[Objective] Please count the lines in the records below that contain the word "water", matching case exactly, and give only that number.

[Records provided]
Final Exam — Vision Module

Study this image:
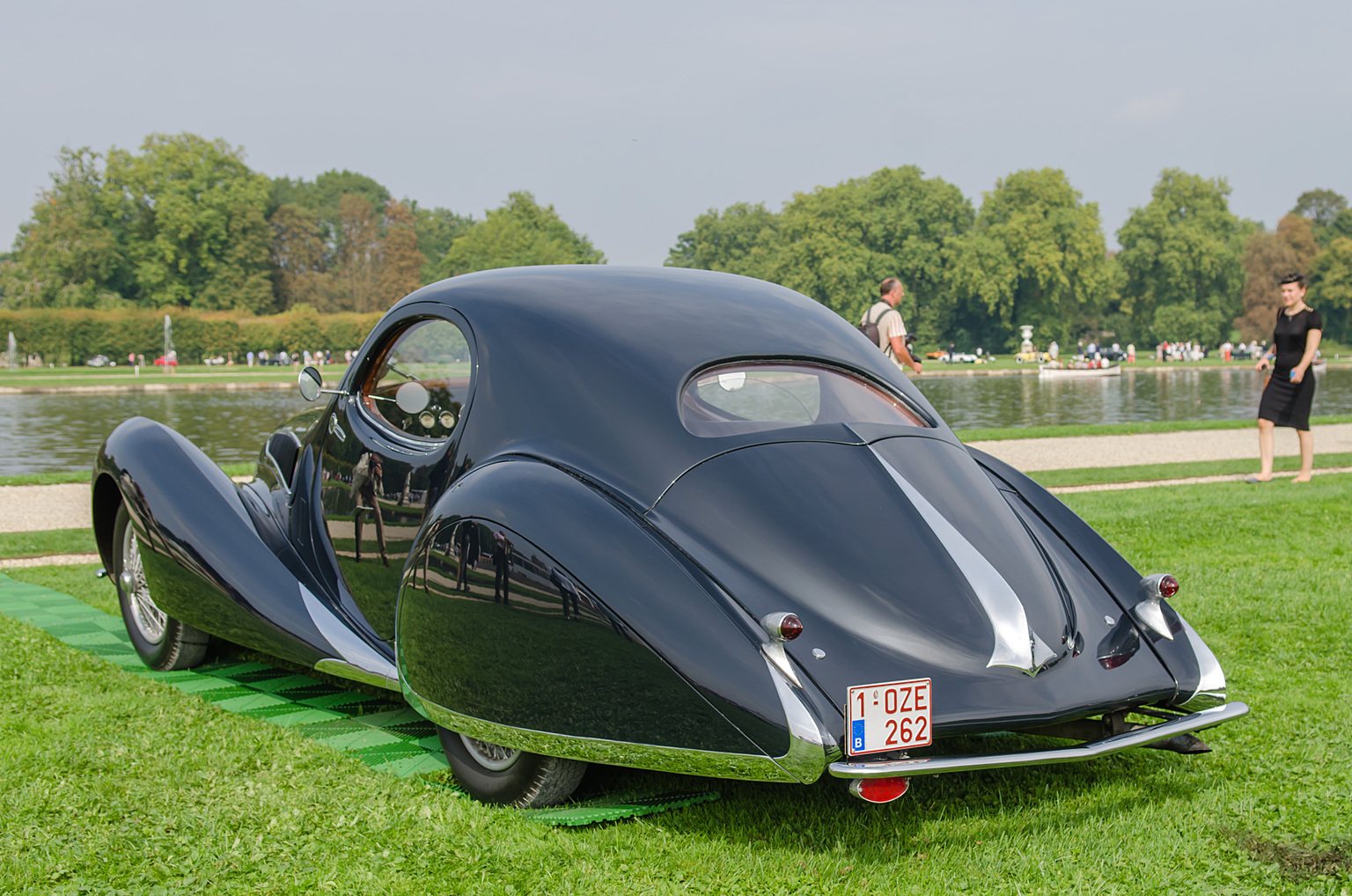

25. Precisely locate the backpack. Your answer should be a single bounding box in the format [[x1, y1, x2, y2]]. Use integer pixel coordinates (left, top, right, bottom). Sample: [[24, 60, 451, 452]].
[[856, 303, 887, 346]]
* * *
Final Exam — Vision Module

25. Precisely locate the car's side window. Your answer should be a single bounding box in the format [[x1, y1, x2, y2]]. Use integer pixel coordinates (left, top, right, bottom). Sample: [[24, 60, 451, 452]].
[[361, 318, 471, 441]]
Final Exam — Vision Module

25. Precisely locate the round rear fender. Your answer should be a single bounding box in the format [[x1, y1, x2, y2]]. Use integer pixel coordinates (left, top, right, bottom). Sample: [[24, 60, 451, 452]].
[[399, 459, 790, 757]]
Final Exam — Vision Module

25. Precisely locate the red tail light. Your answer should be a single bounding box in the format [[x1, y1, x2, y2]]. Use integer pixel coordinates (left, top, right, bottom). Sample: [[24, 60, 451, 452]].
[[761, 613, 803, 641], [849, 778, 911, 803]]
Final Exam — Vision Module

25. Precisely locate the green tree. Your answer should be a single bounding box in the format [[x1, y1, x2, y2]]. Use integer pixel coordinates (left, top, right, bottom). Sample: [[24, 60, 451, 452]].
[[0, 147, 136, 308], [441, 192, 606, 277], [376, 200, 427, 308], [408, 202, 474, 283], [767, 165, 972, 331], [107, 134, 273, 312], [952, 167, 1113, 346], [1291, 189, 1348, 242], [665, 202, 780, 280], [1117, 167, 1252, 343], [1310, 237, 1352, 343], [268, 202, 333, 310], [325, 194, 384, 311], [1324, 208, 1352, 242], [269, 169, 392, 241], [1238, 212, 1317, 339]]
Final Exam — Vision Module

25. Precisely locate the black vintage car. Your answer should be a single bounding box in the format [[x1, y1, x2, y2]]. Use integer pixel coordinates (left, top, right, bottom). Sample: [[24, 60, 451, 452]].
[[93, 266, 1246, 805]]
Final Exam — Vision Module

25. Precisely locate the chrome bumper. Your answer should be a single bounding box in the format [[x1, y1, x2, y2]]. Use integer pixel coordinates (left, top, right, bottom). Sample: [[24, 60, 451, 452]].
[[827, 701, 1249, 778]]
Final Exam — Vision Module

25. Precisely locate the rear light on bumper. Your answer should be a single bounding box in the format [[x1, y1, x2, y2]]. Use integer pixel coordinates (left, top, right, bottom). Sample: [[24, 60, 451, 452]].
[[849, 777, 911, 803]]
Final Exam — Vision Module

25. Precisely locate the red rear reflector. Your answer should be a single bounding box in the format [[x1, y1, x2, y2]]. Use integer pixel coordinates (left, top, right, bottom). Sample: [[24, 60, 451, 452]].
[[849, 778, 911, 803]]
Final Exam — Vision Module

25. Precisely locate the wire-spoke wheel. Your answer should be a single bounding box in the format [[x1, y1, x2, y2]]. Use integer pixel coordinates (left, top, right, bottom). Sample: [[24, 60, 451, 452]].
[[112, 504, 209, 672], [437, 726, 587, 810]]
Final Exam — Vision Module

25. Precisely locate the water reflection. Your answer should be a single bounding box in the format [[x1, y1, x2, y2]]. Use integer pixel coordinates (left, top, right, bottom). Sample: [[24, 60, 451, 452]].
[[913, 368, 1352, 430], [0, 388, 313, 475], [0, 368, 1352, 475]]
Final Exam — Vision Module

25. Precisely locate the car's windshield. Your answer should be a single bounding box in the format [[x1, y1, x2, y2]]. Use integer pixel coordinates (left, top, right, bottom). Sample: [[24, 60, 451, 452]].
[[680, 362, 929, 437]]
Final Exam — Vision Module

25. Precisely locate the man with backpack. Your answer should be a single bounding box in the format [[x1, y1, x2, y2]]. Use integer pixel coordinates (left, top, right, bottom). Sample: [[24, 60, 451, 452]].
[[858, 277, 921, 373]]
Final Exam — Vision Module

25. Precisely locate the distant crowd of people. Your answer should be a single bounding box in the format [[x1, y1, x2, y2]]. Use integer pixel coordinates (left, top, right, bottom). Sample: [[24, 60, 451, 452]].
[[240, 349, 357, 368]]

[Answer to this task] 1